> _Written request_: Please continue the commentary below on China's bid to host the 2008 Olympic games, picking up right after its final sentence.

-- begin Source document --

LONDON - Human rights and sports don't mix. That refrain echoes back to the 1960s when conservatives opposed the breaking of sporting links with apartheid-ridden South Africa. But in the end sporting links were ruptured and nothing hurt the sport loving white South Africans more. It was the beginning of a wake-up call- that the rest of the world did not like the kind of society that its white people wanted to keep in place.

Now this same defence is being trotted out by those who wish to see China being awarded the right to host the 2008 Olympic games, a decision that will be made at the end of the week at the meeting of the International Olympic Committee in Moscow. Those who wish to see China get the games argue, as a senior State Department official said to the Washington Post last week, that it could give China "a powerful but intangible incentive" to improve its human rights performance and to exercise restraint toward Taiwan.

History suggests it's doubtful if holding the games dilutes the psychoses of a society. Probably the reverse. When Hitler's Germany hosted the games in pre-war Berlin it was an excuse for Nazi pageantry and triumphalism. And in more recent years the awarding in quick succession of the games to Los Angeles and Atlanta did not work to make Americans more internationally minded or more supportive of the UN. If China gets the games it will be merely an excuse for Chinese leaders to boast to themselves, to their people and to the world that they are in the A league now and nothing can stop the great march of the Chinese people towards success. There is no evidence at all that it could make them treat their political dissidents with more humanity or ease up on the use of torture or the draconian application of the death penalty.

China since the days in 1793 of the mission of Earl Macartney, emissary of King George 3rd, has kept its distance from the West, preferring to be as "self-contained as a billiard ball", to quote the great historian Alain Peyrefitte. It was Peyrefitte who argued in "The Collision of Civilisations" that Macartney's decision not to kowtow to the emperor gave the Chinese the impression that their civilization was denied. They withdrew into their bunker and have remained there for two hundred years prickly, ultra-sensitive, quick to take offence and too ready to assume the worst of the West's motives.

Thus, among Sinologists, there has developed a strong school of thought that there is only one way of dealing with China - a sort of delayed, reversed kowtow, always leaning over backwards neither to annoy nor to provoke China. This is combined with the propensity of many in the West to project the economic growth rates of the Deng Xiaoping era into the distant future, while taking little note of its paucity of legal and institutional framework (unlike its rival, India) to contain such endeavour. Reasoning of this kind, assuming China will soon mature into a political and military superstate, seems to blight good sense. "It encourages China", as Chris Patten, the last British governor of Hong Kong, wrote in his provocative book East and West, "to think it can become part of the modern world entirely on its own terms. Were that to happen it would make the world a more dangerous and less prosperous place. China remains the classic case of hope over experience, reminiscent of de Gaulle's famous comment about Brazil: "It has enormous potential and always will.""

-- end Source document --
-- begin Provided material --

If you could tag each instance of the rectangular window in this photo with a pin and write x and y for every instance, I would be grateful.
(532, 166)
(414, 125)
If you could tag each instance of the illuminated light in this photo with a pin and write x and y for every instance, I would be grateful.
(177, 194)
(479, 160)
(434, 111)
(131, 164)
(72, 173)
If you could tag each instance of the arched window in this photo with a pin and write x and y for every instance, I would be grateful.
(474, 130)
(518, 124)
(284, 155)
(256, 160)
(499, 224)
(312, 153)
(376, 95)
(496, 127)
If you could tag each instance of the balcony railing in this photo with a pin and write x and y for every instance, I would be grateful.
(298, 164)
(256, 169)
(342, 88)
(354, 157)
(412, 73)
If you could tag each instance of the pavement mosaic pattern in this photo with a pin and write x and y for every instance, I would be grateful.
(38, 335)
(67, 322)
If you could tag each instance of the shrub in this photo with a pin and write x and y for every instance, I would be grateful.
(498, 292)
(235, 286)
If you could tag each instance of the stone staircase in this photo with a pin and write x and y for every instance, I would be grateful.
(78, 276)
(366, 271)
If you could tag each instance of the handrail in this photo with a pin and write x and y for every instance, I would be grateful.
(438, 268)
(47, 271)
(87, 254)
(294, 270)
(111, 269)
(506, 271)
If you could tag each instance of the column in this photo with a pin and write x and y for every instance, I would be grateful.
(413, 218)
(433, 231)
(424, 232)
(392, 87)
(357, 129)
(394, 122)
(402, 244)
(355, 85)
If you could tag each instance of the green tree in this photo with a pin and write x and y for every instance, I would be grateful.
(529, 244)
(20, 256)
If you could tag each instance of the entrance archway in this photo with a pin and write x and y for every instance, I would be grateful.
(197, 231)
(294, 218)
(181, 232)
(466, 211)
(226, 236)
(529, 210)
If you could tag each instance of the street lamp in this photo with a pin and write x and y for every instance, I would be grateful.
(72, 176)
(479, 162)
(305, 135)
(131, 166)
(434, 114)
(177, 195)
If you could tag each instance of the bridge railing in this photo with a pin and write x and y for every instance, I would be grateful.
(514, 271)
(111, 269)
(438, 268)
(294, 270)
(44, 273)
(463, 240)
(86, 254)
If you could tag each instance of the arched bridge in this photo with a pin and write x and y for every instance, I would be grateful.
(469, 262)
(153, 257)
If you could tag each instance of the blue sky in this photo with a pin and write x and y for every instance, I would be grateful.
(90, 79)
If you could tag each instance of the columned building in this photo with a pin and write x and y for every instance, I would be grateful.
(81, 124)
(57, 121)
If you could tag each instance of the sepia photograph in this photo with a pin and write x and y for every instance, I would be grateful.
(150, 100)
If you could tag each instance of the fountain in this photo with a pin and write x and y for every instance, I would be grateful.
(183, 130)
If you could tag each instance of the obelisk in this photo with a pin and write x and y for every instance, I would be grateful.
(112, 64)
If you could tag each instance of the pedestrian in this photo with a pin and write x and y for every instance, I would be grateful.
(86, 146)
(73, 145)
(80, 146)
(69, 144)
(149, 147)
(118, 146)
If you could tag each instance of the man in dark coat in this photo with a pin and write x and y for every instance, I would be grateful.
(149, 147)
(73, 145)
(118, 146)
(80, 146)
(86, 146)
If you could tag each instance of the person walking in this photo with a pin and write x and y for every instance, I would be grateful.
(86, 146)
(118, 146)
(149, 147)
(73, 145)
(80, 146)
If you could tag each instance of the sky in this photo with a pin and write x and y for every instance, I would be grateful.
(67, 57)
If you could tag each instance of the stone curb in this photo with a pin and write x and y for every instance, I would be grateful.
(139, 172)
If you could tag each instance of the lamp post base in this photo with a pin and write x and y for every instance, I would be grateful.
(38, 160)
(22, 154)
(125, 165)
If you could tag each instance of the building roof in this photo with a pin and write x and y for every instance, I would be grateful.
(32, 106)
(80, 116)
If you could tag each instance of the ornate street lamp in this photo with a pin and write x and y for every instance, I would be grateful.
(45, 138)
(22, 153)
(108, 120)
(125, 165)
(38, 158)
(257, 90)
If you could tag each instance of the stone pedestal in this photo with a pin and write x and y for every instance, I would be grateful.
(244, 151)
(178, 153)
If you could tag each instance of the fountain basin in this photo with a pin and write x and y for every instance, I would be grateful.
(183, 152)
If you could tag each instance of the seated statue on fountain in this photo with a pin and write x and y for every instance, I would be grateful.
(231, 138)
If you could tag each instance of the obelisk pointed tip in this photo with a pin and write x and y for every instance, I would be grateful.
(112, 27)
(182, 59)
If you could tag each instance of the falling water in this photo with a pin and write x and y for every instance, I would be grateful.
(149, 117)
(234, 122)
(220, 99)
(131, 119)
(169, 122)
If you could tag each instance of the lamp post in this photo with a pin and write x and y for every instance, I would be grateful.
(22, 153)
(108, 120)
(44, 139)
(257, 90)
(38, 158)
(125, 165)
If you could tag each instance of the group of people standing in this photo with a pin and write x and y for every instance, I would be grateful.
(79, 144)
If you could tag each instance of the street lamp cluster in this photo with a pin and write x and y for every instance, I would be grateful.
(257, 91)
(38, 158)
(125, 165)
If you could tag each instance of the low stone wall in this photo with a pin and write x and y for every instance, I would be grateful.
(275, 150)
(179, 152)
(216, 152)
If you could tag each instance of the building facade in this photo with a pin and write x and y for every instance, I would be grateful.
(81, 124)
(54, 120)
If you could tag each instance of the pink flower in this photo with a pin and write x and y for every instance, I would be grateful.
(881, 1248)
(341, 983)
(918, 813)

-- end Provided material --

> _Task response_:
If the China of Mao Zedong was long protected by western liberals from censure, it was to find, perhaps to its own surprise, that from the time of President Richard Nixon onwards a new wave of political dispensation came from the right of the political spectrum. Bill Clinton, campaigning to unseat George Bush senior, even charged that Bush was soft on China. Yet once elected he too seemed to bend overboard to placate China. Wei Jingsheng, China's most thoughtful ex political prisoner shrewdly observed in one conversation I had with him: "The Chinese government's concept of human rights has not moved towards the universal standard of human rights. On the contrary, the human rights values of Western politicians have moved closer to those of communist China."

In the spring of last year, however, after much lobbying from human rights activists, there was an important dual shift in US policy. Clinton finally decided that the U.S. would criticize China in the UN Human Rights Commission (without however the support of the major European countries). At the same time Clinton balanced this by finally deciding that the time had come to support China's entry into the World Trade Organisation.

This is probably the right mix: the continuous drumming and tattoo of human rights lobbying, at the same time as trading, commercial and educational links are being strengthened.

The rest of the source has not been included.